STATED TASK 1 — In the e-mail fiction passage, what was the title of the report the Rand Corporation released in July 1985?

TEXT BLOCK —

But back in July 1985, the Rand Corporation, a government-related think-tank that was quick to see the promise and impact of personal computers, released a report called "Toward an Ethics and Etiquette for Electronic Mail." The pamphlet prophesies, "The effects, and side-effects, of this new communication medium can be substantial" (Shapiro et al iii). At this relatively early date amid e-mail's gradual acceptance by the mainstream, the Rand authors recognized that electronic mail was a "fundamentally new medium"; and thus, users might benefit from knowing about its inherent weaknesses, as age-old human nature trickled into the bits and bytes of computer networks. The potential for misinterpretation, the authors wrote, was rather high. They noted that the speed with which someone can type an electronic message and send it opens the door for unbridled emotions to slip into correspondence more easily than in handwritten letters, which require more effort and thought to send. The authors provided a list of recommendations about how to use e-mail effectively and to avoid such mistakes. Their main audience was work-based users who had some familiarity with the mode of communication. But we can also read the report as a list of things that can go wrong and thereby enflame drama in an e-mail exchange. One can imagine what could happen if fictional e-mail correspondents do not heed the Rand recommendations—if they do not "assume that any message [they] send is permanent;" do not "avoid responding while emotional;" and do "insult or criticize third parties without giving them a chance to respond" (Shapiro vi). The report is a model of foresight, because the same problems that the Rand authors seek to stem will continue to lie beneath much of e-mail confusion for the next two decades, and fiction writers have mined these rich deposits for some of the conflict that drives their stories.

By no means does this essay pretend to be an exhaustive look at the appearance of e-mail correspondence in fiction. Several modern authors, who previously established themselves with more traditional epistolary novels or books in diary form, have dabbled in going digital with their narratives. In 1998, children's book authors Paula Danziger and Ann Matthews Martin told the story of two girls writing to each other via "snail mail" in P.S. Longer Letter Later, and continued the tale through e-mail messages in 2000's Snail Mail No More. Other recent books to use the e-mail format include The Metaphysical Touch by Sylvia Brownrigg (1998) and Letters from the Fire by Alma A. Hromic and R.A. Deckert (1999). Updating the plot of a 1940 film, The Shop Around the Corner, screenwriter Nora Ephron replaced postal romance with anonymous love via e-mail, naming her screenplay after AOL's popular log-on greeting—You've Got Mail. [5] In fall 2002, Meggin Cabot, who also publishes a series of diary fiction as Meg Cabot, released The Boy Next Door, a screwball romance written in e-mail form. Even Jonathan Franzen includes an e-mail exchange between two of his characters—one based in Philadelphia and the other in Lithuania—in The Corrections, his epic 2001 look at a dysfunctional family from the Midwest.

STATED TASK 2 — Please put everything in the entries from the line containing "of the lamp" down to the line containing "[[188, 199]]", both included, into a Markdown table with the columns Row and Line, leaving out blank lines and any other lines.

[Dataset entries]
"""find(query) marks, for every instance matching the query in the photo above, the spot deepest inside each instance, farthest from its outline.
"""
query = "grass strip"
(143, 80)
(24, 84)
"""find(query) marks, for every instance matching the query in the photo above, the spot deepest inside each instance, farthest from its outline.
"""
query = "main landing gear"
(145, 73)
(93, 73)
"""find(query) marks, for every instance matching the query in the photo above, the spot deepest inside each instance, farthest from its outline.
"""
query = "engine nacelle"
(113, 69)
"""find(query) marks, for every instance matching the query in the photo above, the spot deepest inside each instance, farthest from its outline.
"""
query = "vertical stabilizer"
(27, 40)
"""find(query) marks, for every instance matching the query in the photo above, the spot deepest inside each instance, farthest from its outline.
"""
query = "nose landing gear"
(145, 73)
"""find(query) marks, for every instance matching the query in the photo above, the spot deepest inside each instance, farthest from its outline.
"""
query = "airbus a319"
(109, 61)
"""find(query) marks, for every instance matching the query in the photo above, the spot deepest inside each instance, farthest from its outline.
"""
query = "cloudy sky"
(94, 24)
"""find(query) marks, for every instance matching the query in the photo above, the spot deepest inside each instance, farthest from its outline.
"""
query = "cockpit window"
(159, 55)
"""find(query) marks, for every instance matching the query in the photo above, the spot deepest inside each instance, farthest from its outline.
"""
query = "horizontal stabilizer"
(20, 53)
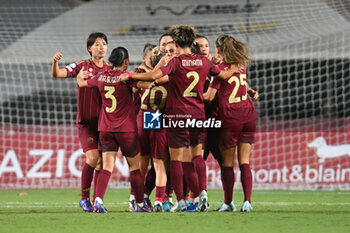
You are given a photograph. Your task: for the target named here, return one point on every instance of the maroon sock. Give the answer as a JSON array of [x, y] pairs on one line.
[[185, 188], [160, 193], [86, 179], [176, 175], [137, 185], [191, 177], [150, 181], [201, 169], [169, 190], [247, 181], [102, 183], [97, 172], [228, 180]]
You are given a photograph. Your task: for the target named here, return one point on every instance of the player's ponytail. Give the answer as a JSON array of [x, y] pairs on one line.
[[156, 55], [235, 52], [183, 35], [118, 56], [93, 37], [219, 43]]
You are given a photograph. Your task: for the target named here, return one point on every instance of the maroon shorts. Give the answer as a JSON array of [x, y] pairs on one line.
[[181, 137], [152, 141], [88, 136], [127, 141], [237, 132]]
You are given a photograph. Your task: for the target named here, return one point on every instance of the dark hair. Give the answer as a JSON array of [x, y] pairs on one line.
[[148, 47], [93, 37], [183, 35], [161, 37], [156, 56], [118, 56], [195, 48], [219, 43], [235, 52], [201, 36]]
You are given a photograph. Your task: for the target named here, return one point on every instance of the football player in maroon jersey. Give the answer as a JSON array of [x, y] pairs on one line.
[[149, 178], [89, 103], [117, 126], [164, 40], [187, 74], [238, 117]]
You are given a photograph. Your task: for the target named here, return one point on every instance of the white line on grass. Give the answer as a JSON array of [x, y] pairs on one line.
[[116, 204]]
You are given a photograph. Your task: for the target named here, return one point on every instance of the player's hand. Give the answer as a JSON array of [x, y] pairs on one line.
[[165, 60], [125, 76], [83, 74], [234, 69], [216, 60], [57, 57], [253, 94], [210, 57]]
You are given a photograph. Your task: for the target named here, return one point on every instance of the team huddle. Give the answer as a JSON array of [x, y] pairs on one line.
[[181, 81]]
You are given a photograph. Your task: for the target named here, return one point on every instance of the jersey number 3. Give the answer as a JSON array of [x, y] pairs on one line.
[[109, 95]]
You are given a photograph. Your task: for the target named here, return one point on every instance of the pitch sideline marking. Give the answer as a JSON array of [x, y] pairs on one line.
[[59, 204]]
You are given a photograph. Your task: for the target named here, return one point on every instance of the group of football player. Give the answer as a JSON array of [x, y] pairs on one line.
[[186, 85]]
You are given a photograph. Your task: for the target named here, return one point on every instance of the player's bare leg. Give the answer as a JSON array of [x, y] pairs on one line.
[[87, 174], [176, 176], [200, 167], [108, 159], [227, 177], [161, 180], [136, 181], [244, 151]]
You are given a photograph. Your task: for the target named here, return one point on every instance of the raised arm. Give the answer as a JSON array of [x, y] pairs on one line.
[[228, 73], [148, 76], [55, 69], [210, 94], [81, 78]]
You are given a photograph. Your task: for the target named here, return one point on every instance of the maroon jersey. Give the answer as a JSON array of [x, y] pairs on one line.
[[154, 98], [117, 111], [187, 75], [89, 100], [234, 103]]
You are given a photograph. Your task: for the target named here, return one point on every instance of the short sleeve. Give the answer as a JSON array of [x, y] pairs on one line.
[[216, 83], [73, 69], [93, 81], [131, 82], [169, 68], [214, 69]]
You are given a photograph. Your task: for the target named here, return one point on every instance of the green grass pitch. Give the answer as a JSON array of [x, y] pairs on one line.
[[274, 211]]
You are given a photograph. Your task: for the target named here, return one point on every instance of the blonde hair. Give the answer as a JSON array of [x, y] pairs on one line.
[[183, 35], [233, 51], [156, 55]]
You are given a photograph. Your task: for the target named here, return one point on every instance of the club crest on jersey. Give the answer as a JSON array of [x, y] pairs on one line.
[[152, 120]]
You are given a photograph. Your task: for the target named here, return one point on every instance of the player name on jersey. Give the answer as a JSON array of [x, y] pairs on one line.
[[197, 62], [109, 79]]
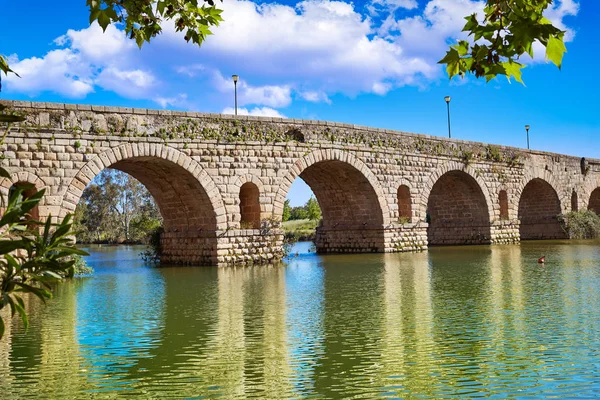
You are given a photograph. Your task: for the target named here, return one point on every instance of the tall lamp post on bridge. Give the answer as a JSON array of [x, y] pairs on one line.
[[235, 79], [447, 98]]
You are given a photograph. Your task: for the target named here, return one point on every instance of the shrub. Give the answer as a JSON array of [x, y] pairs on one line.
[[81, 268]]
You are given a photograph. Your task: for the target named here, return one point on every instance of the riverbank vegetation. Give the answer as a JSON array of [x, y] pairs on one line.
[[34, 254], [116, 208], [581, 224], [300, 223]]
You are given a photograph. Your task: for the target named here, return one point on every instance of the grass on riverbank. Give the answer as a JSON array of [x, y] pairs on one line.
[[300, 230], [581, 224]]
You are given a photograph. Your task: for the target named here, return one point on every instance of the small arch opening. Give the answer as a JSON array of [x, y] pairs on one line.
[[594, 203], [404, 205], [249, 206], [28, 190], [503, 200], [295, 134]]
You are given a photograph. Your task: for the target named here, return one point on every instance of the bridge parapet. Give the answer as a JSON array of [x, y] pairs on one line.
[[195, 164]]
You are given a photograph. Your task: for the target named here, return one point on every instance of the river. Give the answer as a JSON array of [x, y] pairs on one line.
[[450, 322]]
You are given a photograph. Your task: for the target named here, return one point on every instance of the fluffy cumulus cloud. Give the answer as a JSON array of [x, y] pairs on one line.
[[256, 111], [307, 52], [88, 59]]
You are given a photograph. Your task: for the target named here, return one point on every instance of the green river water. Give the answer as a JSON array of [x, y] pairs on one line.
[[479, 321]]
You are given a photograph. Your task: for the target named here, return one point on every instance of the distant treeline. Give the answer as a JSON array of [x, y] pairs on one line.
[[116, 208], [310, 210]]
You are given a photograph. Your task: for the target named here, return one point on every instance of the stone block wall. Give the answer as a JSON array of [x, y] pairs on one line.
[[195, 166]]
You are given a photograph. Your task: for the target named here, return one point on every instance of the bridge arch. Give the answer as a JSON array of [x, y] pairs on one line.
[[539, 206], [188, 199], [18, 178], [457, 206], [594, 201], [590, 194], [353, 205]]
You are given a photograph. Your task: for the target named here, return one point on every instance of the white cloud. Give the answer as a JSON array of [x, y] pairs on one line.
[[95, 45], [325, 45], [179, 101], [190, 70], [307, 52], [315, 96], [268, 95], [60, 71], [127, 83], [89, 60], [257, 111]]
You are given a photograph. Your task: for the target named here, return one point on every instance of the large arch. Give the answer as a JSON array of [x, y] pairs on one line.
[[458, 210], [539, 207], [353, 207], [188, 199]]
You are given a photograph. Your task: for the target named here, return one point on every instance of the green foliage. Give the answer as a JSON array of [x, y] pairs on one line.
[[287, 211], [299, 212], [152, 254], [581, 224], [313, 210], [33, 255], [116, 208], [143, 20], [404, 220], [81, 268], [508, 31]]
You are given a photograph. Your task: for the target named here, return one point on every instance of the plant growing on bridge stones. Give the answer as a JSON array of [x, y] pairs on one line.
[[33, 255]]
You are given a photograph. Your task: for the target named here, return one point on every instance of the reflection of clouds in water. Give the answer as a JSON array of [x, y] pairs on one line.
[[304, 288], [119, 317], [450, 321]]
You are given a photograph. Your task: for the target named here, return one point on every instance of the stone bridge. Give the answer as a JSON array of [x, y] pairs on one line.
[[221, 181]]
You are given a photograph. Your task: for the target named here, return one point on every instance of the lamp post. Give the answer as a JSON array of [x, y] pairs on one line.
[[235, 78], [447, 98]]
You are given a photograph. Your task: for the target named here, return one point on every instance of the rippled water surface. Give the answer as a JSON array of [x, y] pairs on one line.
[[451, 322]]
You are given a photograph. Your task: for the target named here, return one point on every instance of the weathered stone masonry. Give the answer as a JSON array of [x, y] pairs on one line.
[[220, 181]]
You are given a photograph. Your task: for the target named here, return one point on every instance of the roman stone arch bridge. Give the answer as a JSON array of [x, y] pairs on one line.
[[221, 181]]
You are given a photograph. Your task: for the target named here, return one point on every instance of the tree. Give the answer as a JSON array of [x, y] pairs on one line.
[[313, 210], [144, 19], [287, 211], [298, 213], [116, 208], [508, 31], [31, 260]]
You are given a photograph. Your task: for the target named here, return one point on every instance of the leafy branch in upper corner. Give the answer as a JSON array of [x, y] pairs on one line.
[[33, 255], [508, 31], [143, 19]]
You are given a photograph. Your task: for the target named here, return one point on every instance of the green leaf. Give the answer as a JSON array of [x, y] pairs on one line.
[[20, 306], [513, 69], [103, 19], [555, 50], [8, 246]]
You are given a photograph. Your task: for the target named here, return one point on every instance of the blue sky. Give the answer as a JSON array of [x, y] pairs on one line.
[[370, 63]]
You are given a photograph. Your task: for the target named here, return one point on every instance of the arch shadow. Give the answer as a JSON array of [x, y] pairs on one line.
[[188, 199]]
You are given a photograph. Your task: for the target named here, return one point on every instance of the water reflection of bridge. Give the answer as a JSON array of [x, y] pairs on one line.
[[447, 322]]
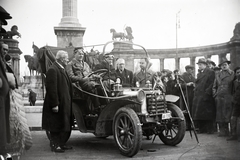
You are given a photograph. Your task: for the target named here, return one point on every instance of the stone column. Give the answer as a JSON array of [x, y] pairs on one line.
[[177, 63], [15, 53], [69, 30], [161, 64], [235, 55]]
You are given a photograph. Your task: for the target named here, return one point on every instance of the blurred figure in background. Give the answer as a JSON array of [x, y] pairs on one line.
[[222, 92], [32, 97], [203, 108], [235, 118]]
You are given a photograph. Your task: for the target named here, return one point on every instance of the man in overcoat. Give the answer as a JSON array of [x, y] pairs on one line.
[[235, 118], [203, 109], [222, 92], [78, 71], [125, 74], [57, 107], [144, 75], [4, 104], [189, 80]]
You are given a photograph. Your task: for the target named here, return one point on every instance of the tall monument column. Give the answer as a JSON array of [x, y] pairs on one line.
[[69, 31]]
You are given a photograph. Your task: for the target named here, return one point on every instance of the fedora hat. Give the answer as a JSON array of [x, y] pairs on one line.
[[3, 21], [223, 60], [202, 60], [216, 68], [209, 61], [189, 67]]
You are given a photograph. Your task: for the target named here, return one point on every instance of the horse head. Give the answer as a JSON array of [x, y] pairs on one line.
[[27, 58], [112, 30]]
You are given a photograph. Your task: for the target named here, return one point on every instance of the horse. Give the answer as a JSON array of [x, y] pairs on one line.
[[129, 35], [115, 35]]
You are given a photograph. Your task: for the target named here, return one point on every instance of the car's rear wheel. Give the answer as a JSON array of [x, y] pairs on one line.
[[174, 129], [127, 131], [64, 135]]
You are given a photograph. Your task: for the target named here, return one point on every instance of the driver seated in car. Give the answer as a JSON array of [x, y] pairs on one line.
[[78, 71], [110, 77]]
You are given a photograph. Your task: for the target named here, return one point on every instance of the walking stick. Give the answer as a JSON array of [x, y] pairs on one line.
[[193, 126]]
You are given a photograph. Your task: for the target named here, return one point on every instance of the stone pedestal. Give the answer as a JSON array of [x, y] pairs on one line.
[[69, 31], [15, 53], [118, 46]]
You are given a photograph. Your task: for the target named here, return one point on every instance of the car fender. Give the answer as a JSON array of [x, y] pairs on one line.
[[105, 120]]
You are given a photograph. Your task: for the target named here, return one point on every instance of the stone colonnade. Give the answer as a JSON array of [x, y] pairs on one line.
[[232, 47]]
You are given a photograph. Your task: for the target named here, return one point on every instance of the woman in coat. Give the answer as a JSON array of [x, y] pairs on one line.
[[203, 108], [222, 92], [57, 107]]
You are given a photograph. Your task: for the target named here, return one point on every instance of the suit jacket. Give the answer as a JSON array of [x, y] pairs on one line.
[[58, 93], [126, 76], [203, 107], [141, 77], [4, 106], [222, 91]]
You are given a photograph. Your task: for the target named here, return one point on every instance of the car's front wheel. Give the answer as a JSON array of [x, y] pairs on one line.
[[174, 128], [127, 131]]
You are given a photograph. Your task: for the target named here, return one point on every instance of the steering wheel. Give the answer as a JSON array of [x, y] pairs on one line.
[[99, 72]]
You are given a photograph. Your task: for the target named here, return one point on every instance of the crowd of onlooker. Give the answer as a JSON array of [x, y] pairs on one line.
[[212, 96]]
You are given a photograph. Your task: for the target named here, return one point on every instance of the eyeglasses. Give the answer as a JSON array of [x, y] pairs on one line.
[[109, 56], [5, 49]]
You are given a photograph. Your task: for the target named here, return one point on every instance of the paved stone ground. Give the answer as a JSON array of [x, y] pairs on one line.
[[87, 146]]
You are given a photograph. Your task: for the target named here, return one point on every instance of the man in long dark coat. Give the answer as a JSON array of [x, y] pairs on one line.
[[57, 107], [222, 91], [4, 104], [203, 109], [189, 80], [125, 75]]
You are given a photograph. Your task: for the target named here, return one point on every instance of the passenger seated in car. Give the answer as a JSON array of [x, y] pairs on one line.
[[110, 77], [78, 71], [144, 75]]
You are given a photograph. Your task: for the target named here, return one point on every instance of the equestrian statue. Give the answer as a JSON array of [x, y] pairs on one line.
[[122, 36]]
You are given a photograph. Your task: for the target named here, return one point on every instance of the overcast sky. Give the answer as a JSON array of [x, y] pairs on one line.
[[202, 22]]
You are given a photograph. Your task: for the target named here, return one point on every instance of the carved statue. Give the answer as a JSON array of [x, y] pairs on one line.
[[236, 32], [13, 32], [129, 35], [121, 35], [115, 35]]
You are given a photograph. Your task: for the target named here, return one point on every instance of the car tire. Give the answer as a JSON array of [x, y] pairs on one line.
[[174, 130], [127, 131]]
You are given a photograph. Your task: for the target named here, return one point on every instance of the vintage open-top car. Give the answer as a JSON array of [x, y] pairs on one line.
[[128, 114]]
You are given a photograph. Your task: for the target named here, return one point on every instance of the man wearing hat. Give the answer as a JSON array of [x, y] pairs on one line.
[[144, 75], [108, 63], [210, 63], [125, 74], [235, 118], [78, 72], [222, 92], [189, 80], [203, 108]]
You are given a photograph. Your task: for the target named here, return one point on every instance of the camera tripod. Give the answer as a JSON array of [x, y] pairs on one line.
[[192, 126]]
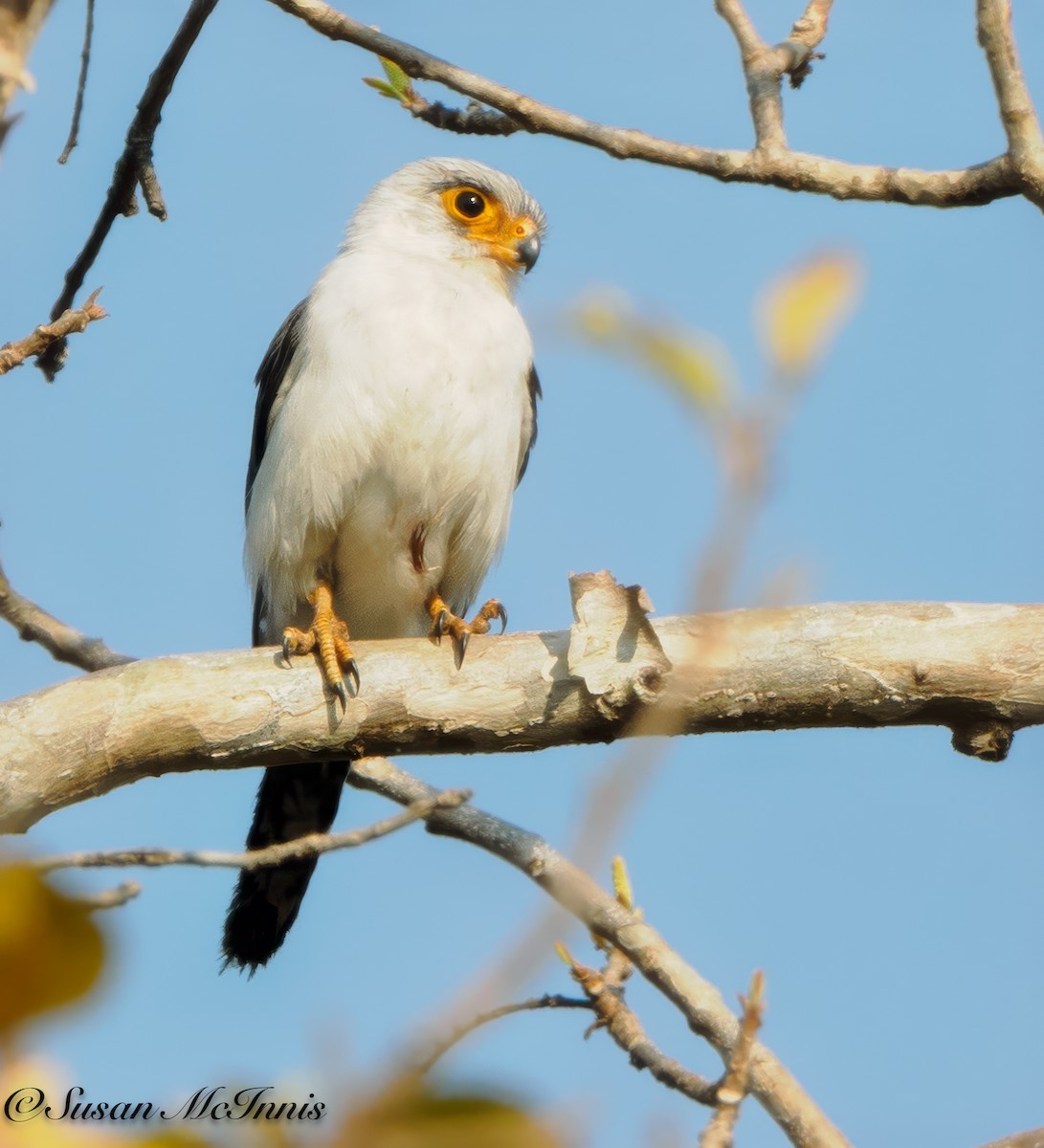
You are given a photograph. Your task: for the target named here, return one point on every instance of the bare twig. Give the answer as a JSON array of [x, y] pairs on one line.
[[604, 991], [1032, 1139], [133, 167], [791, 170], [61, 641], [20, 24], [805, 37], [110, 898], [699, 1002], [957, 665], [45, 337], [80, 86], [475, 120], [719, 1131], [1021, 126], [441, 1048], [309, 847]]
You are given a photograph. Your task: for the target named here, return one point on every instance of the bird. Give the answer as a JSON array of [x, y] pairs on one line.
[[395, 413]]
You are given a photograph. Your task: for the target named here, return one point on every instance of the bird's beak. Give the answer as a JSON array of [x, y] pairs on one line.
[[528, 251], [515, 241]]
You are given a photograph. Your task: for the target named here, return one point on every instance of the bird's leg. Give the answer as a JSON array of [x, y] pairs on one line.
[[328, 636], [446, 621]]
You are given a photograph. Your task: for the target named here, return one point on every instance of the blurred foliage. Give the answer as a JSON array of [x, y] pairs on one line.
[[51, 951], [803, 310], [692, 363], [412, 1115], [798, 316]]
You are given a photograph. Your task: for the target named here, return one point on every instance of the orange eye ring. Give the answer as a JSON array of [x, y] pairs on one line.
[[468, 205]]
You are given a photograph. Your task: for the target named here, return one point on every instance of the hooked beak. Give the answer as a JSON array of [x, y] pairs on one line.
[[527, 252]]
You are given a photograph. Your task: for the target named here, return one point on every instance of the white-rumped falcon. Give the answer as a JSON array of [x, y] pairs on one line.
[[396, 408]]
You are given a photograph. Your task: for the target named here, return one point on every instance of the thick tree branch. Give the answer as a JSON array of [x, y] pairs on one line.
[[975, 669], [791, 170], [61, 641], [698, 1000], [70, 321], [133, 169]]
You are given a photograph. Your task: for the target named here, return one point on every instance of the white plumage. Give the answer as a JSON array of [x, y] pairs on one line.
[[395, 413], [407, 402]]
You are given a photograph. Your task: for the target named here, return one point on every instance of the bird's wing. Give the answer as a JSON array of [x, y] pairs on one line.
[[271, 374], [270, 379], [533, 384]]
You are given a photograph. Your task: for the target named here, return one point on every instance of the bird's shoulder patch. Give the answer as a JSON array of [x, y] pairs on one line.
[[269, 382], [535, 393]]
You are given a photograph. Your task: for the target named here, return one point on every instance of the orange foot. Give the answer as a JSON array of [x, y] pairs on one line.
[[445, 621], [328, 636]]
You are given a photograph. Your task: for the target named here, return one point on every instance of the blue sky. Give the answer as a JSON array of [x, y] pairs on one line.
[[890, 890]]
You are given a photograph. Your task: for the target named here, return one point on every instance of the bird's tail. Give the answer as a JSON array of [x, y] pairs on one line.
[[293, 801]]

FULL RESPONSE 1 — "Toward an Ethics and Etiquette for Electronic Mail."

FULL RESPONSE 2 —
| Row | Line |
|---|---|
| 1 | You are given a photograph. Your task: for the target named here, return one point on every instance of the lamp post. Give the answer as a JSON array of [x, y] pairs on one line. |
| 2 | [[235, 78], [447, 98]] |
| 3 | You are given a photograph. Your task: for the target named here, return one point on every instance of the rippled water surface. Give the answer as a JSON array of [x, y] pairs on one line. |
| 4 | [[451, 322]] |
| 5 | You are given a photograph. Your task: for the target named here, return one point on every instance of the weathered stone masonry. Give the answer as a JSON array of [x, y] pairs on one line. |
| 6 | [[220, 181]] |
| 7 | You are given a photograph. Your task: for the target named here, return one point on every instance of the roman stone arch bridge. Give the answer as a JSON array of [x, y] pairs on one line. |
| 8 | [[221, 181]] |
| 9 | You are given a photograph. Your task: for the target named here, return one point on every instance of the tree. Give the answer as a JSON array of [x, y] pairs on one line. |
| 10 | [[313, 210], [144, 19], [287, 211], [298, 213], [116, 208], [508, 31], [31, 260]] |
| 11 | You are given a photograph. Your task: for the target named here, return one point on every instance of the leafy branch in upper corner. Give the answer as a JSON array of [x, y] pairs on one line. |
| 12 | [[33, 255], [508, 31], [143, 19]] |
| 13 | You are given a photograph. Your task: for the target named here, return one point on every instance of the green leaf. Give the answer as a JSON array of [x, y] pairs on one line. |
| 14 | [[20, 306], [513, 69], [103, 19], [555, 50], [8, 246]] |
| 15 | You are given a photograph. Your task: for the target named here, return one point on every instance of the blue sky. Give the answer as a JSON array of [x, y] pairs on one line. |
| 16 | [[370, 63]] |
| 17 | You are given a photograph. Your task: for the target named here, return one point on every instance of the arch shadow. Give the answer as a JSON array of [x, y] pairs on one line. |
| 18 | [[188, 199]] |